| TO BE DONE |
Copy every line from the one containing "of the small" down to the end of the entries, with both ends included. Keep the wording of each line unchanged, but multiply each coordinate in the point pairs by 1.95 and round it to a whole number, with halves rounded up.

| INPUT |
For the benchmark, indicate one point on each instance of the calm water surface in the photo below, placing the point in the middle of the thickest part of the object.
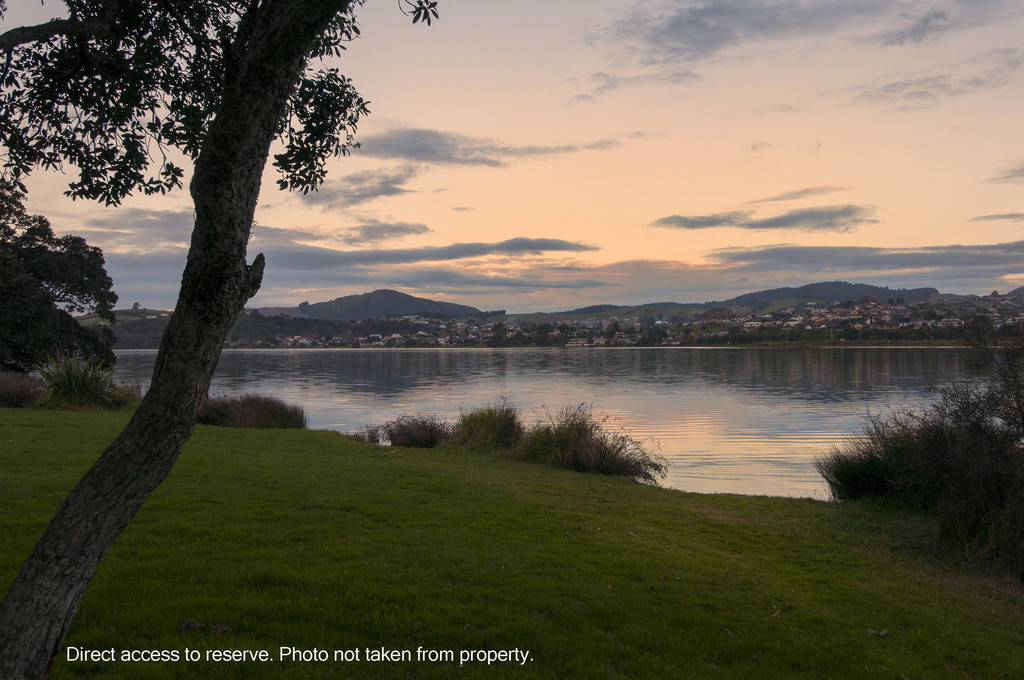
(743, 421)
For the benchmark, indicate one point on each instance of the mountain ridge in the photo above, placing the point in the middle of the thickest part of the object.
(376, 304)
(382, 303)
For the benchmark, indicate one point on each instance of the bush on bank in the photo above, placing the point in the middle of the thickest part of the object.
(572, 438)
(961, 459)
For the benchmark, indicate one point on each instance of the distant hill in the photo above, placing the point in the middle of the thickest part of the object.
(829, 291)
(759, 301)
(378, 304)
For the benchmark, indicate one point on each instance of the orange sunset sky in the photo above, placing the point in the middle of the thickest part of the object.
(543, 156)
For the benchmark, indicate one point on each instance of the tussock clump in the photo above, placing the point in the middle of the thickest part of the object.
(252, 411)
(19, 391)
(416, 431)
(576, 439)
(573, 438)
(72, 382)
(495, 426)
(961, 459)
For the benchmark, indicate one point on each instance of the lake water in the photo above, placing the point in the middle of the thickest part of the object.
(742, 421)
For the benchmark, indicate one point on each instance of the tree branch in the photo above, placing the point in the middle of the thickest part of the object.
(58, 27)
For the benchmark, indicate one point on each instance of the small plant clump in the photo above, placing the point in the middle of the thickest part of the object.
(71, 382)
(576, 439)
(961, 459)
(416, 431)
(495, 426)
(19, 391)
(252, 411)
(573, 438)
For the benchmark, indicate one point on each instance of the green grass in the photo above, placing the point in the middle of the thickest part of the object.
(309, 540)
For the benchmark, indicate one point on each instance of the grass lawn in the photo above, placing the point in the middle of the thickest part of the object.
(307, 540)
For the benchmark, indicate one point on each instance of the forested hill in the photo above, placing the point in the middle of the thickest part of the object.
(828, 291)
(378, 304)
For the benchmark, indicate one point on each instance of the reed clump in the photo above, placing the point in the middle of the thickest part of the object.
(252, 411)
(961, 459)
(71, 382)
(19, 391)
(572, 438)
(416, 431)
(498, 425)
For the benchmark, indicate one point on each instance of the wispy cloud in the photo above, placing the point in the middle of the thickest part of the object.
(684, 31)
(932, 23)
(1018, 217)
(1013, 175)
(798, 194)
(438, 147)
(951, 260)
(360, 187)
(374, 231)
(921, 90)
(692, 31)
(823, 218)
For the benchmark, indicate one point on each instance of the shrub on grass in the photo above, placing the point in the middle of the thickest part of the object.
(961, 459)
(19, 391)
(577, 440)
(416, 431)
(252, 411)
(495, 426)
(71, 382)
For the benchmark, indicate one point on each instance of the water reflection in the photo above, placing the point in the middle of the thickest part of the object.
(748, 421)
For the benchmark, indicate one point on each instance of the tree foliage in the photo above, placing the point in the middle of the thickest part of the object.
(121, 85)
(43, 279)
(126, 91)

| RESPONSE TO THIS EXERCISE |
For the benchmark, indicate one point on each instance of the small plant clump in the photo above, placing the point in the middle of the thickest part of the object.
(138, 745)
(1123, 856)
(1874, 895)
(811, 840)
(965, 831)
(37, 762)
(491, 801)
(1117, 854)
For the benchmark, indicate one point on each instance of the green grass in the photo above, placing the point in the middle of the thickest part of the object.
(603, 1053)
For the benchmark, indicate one point on each instance of the grass lawn in the photo above, placing the point in the middle of the thickest part of the object.
(599, 1053)
For the benchmark, indicate one point on each instance of the forested hill in the photo above, placing the point in the middle of the thickest part of the object.
(1615, 567)
(737, 593)
For the benchmark, indicate one point on each instance of the reed clump in the photo above, placing the point in the middle of the thickest part of the object.
(491, 801)
(1874, 895)
(138, 745)
(37, 762)
(1115, 854)
(811, 840)
(971, 829)
For the benchmark, indicate one point on each instance of the wispy cloud in the photo above, placing the point in the middle of the thickest part of the object.
(1334, 60)
(1817, 45)
(1985, 423)
(1975, 341)
(1556, 378)
(854, 287)
(1854, 507)
(702, 365)
(729, 450)
(1796, 176)
(1349, 60)
(1605, 425)
For the benchmark, indicate one point on each instance of the shrub on grass in the photo above, placing the point in the middle of the thickest part of the object.
(1874, 895)
(37, 762)
(1125, 858)
(811, 840)
(491, 801)
(965, 831)
(138, 745)
For the benchmark, indicate one point on each instance of the water reflection in the photo above, placing the point in the middle of the thickest part of the object.
(1459, 821)
For the benchmark, indicate one point on each instance of the tree foliage in the photo above, placing the point in the middle of the thickest part of the object.
(236, 166)
(84, 544)
(246, 177)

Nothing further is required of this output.